▶ Exercise:
Tally the lines in the records below that contain the string "brown", where case counts. Reply with the number alone.

(Entries from a pointing dataset)
-.-.-
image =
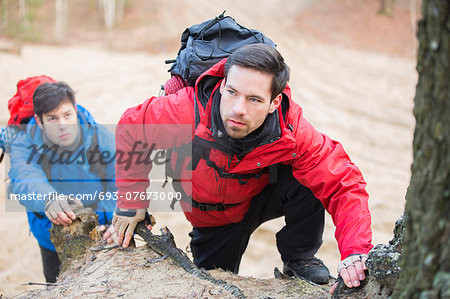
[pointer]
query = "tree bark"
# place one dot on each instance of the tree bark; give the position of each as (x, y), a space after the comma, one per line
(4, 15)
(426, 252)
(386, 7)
-.-.-
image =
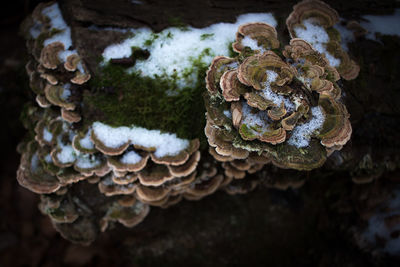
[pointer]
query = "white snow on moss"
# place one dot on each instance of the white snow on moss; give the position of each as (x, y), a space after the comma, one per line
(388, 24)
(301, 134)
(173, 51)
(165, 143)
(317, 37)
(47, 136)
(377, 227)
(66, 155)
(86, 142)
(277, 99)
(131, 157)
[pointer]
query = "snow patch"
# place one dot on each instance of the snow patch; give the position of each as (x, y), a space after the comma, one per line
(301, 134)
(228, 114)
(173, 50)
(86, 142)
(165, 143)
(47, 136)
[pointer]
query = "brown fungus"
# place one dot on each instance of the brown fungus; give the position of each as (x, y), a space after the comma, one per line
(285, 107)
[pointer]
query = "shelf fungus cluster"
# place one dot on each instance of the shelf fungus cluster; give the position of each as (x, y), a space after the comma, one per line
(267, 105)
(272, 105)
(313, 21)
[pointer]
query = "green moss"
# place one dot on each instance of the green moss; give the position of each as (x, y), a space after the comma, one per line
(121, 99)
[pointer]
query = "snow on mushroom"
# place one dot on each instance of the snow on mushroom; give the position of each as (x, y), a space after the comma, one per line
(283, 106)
-.-.-
▶ Finished task:
2